### DOCUMENT EXCERPT
- - - -

At the same time James and Renfrow were making their exit, Chandler was making his way to the front of the field to the delight of the spectators. He drafted by Merkel and Roche at the end of the nearly mile long front straight and immediately started putting some distance on Roche. Mertens was moving up at the same time Chandler was and he too got around Roche two laps later. The three top riders pulled clear of the field on lap 15, 16 and 17.

By now Chandler was over two seconds ahead of Mertens and Roche (light years on World Superbikes) and it looked as if the American would walk away to his first international win.

Unfortunately an oil leak had developed on Chandler’s Kawasaki and his rear tire was being sprinkled with the oily mist from the leak. That slowed Chandlers pace by three seconds and Roche and Mertens zipped past.

On the last lap Roche was leading but was passed by Mertens who was giving his all to take the win. Roche decided not to challenge so to protect his points lead. Mertens crossed the finish line leading for the first time at the checkered flag. Roche came home 2.1 seconds later and Chandler limped in his Kawasaki to third, almost being caught by fourth place Terry Rymer (who had worked up from 23rd place on the first lap) on the final lap.

In between races the Muzzy crew was making sure Chandler’s machine would leak any more vital fluids. James was icing down a sore knee as the Feracchi crew readied his back up bike. The Vance & Hines crew were trying to fine tune the suspension settings on their Yamahas but they had an even bigger problem. Stevens and Sadowski had crashed together in the 600 Supersport race. Stevens seemed to be for the most part O.K., but Sadowski would have to ride in pain with a re-cracked collarbone.

The Rumi crew decided to go with a harder compound Pirelli for Merkel hoping it would last the 60 mile distance. And Renfrow’s crew was busy making crash repairs on his Honda. Rymer was concentrating on  making a better start.

Merkel again led the pack into turn one at the start of the second leg but it was Mertens who led the field as they completed the first lap. James’ Ducati sounded sour as he circulated near the back before pulling in the pits on the first lap. “I don’t really know what happen, it was something to do with the fuel flow.” said a disappointed James who felt a win was very possible coming into the weekend after his resounding success in Canada a week earlier.

- - - -

### STORED RECORDS
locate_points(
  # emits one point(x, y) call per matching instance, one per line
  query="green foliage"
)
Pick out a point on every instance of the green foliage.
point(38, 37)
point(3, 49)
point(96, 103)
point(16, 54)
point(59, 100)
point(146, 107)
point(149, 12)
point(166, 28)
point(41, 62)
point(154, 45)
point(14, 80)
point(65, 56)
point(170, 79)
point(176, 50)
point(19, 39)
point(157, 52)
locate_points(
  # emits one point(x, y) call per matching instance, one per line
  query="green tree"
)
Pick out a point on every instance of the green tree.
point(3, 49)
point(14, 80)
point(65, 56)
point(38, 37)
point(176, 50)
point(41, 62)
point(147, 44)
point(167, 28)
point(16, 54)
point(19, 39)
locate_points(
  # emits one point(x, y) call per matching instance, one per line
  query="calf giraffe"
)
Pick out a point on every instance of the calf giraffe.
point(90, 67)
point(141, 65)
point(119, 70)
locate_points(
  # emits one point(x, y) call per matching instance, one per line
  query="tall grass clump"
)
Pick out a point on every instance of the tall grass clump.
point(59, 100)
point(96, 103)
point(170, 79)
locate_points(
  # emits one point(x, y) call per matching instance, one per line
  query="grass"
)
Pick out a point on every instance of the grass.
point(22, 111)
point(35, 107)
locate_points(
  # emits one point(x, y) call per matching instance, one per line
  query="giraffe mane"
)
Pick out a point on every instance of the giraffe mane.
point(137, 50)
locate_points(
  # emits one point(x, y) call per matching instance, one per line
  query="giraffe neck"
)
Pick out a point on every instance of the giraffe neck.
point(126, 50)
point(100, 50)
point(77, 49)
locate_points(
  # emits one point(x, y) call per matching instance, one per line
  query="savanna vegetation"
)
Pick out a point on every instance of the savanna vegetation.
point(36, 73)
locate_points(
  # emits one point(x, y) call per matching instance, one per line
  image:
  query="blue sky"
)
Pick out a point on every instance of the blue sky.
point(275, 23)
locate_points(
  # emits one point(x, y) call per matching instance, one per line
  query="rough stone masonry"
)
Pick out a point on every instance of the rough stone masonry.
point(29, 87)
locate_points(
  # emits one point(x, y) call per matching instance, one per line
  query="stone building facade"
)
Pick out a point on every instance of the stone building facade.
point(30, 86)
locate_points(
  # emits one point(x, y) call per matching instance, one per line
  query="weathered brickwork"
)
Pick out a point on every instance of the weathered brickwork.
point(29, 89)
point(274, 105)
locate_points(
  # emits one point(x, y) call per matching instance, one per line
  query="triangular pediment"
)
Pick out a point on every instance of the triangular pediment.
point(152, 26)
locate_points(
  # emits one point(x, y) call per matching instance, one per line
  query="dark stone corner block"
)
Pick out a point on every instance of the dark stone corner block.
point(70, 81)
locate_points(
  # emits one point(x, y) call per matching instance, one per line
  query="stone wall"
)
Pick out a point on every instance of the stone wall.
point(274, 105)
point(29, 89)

- - - -

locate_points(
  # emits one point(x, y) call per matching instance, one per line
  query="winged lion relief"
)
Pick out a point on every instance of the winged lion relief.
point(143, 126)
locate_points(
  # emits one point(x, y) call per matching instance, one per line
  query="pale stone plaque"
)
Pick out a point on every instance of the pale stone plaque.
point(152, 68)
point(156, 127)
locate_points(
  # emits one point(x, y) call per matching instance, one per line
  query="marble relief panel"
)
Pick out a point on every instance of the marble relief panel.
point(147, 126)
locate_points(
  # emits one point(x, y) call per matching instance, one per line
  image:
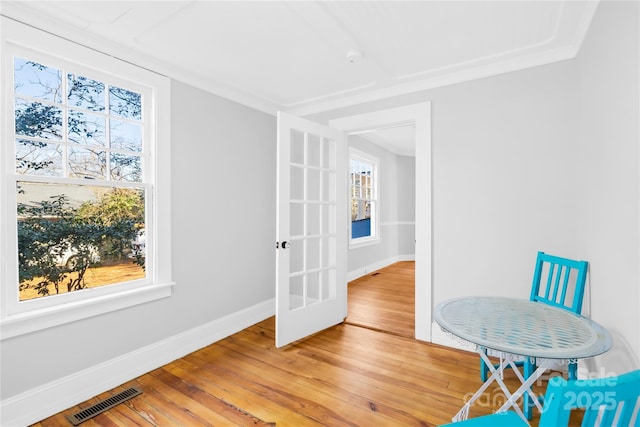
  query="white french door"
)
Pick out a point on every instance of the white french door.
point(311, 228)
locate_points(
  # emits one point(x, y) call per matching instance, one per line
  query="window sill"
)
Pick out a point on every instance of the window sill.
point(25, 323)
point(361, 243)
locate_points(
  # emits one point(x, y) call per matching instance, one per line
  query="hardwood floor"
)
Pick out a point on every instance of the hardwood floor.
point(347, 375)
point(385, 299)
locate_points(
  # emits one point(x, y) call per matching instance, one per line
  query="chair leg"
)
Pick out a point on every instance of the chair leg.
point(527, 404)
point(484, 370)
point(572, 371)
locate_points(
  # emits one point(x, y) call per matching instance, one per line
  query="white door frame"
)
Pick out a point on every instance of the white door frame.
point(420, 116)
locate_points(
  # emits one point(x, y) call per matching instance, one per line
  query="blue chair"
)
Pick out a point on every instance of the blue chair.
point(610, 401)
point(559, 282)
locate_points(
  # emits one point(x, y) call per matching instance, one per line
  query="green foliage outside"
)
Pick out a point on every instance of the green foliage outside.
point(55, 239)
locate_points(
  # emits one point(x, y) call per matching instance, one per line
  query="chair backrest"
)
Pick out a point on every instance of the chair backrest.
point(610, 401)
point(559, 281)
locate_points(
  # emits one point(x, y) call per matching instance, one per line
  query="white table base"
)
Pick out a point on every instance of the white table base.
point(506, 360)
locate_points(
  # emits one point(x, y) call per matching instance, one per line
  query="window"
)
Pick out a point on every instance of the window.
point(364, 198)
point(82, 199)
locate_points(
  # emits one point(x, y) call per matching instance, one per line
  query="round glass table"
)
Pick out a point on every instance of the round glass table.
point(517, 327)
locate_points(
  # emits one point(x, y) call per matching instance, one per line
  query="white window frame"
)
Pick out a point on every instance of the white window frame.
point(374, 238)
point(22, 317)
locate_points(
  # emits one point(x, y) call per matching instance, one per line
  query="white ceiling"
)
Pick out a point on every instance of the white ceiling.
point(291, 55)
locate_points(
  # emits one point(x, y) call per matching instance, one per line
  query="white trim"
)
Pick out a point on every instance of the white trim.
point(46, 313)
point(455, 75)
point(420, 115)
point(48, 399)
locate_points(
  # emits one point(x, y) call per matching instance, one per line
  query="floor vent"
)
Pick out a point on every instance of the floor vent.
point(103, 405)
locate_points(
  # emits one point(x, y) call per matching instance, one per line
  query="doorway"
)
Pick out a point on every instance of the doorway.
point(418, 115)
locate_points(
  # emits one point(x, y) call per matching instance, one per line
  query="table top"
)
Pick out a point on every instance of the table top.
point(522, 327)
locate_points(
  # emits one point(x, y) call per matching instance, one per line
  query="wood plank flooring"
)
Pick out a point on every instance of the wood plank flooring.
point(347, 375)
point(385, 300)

- - - -

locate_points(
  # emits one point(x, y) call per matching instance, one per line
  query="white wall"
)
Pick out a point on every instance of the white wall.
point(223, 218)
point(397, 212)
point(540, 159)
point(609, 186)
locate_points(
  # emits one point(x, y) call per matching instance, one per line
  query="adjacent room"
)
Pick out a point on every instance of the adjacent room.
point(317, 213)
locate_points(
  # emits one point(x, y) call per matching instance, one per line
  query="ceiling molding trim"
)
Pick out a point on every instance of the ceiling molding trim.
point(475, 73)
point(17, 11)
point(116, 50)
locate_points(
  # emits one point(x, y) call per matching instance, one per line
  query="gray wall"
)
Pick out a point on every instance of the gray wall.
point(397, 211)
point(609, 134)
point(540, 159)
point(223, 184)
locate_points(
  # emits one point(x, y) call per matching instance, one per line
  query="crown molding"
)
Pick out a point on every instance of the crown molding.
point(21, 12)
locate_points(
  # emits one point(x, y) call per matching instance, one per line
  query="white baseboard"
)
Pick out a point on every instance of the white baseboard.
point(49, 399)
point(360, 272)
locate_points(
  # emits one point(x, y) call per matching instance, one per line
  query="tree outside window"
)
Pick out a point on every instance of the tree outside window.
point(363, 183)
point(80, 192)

- - - -

### WHAT TO WORK ON
Return the Superbike race report word for word, from start to end. The lines above have no connection to the race report.

### EXERCISE ANSWER
At the same time James and Renfrow were making their exit, Chandler was making his way to the front of the field to the delight of the spectators. He drafted by Merkel and Roche at the end of the nearly mile long front straight and immediately started putting some distance on Roche. Mertens was moving up at the same time Chandler was and he too got around Roche two laps later. The three top riders pulled clear of the field on lap 15, 16 and 17.

By now Chandler was over two seconds ahead of Mertens and Roche (light years on World Superbikes) and it looked as if the American would walk away to his first international win.

Unfortunately an oil leak had developed on Chandler’s Kawasaki and his rear tire was being sprinkled with the oily mist from the leak. That slowed Chandlers pace by three seconds and Roche and Mertens zipped past.

On the last lap Roche was leading but was passed by Mertens who was giving his all to take the win. Roche decided not to challenge so to protect his points lead. Mertens crossed the finish line leading for the first time at the checkered flag. Roche came home 2.1 seconds later and Chandler limped in his Kawasaki to third, almost being caught by fourth place Terry Rymer (who had worked up from 23rd place on the first lap) on the final lap.

In between races the Muzzy crew was making sure Chandler’s machine would leak any more vital fluids. James was icing down a sore knee as the Feracchi crew readied his back up bike. The Vance & Hines crew were trying to fine tune the suspension settings on their Yamahas but they had an even bigger problem. Stevens and Sadowski had crashed together in the 600 Supersport race. Stevens seemed to be for the most part O.K., but Sadowski would have to ride in pain with a re-cracked collarbone.

The Rumi crew decided to go with a harder compound Pirelli for Merkel hoping it would last the 60 mile distance. And Renfrow’s crew was busy making crash repairs on his Honda. Rymer was concentrating on  making a better start.

Merkel again led the pack into turn one at the start of the second leg but it was Mertens who led the field as they completed the first lap. James’ Ducati sounded sour as he circulated near the back before pulling in the pits on the first lap. “I don’t really know what happen, it was something to do with the fuel flow.” said a disappointed James who felt a win was very possible coming into the weekend after his resounding success in Canada a week earlier.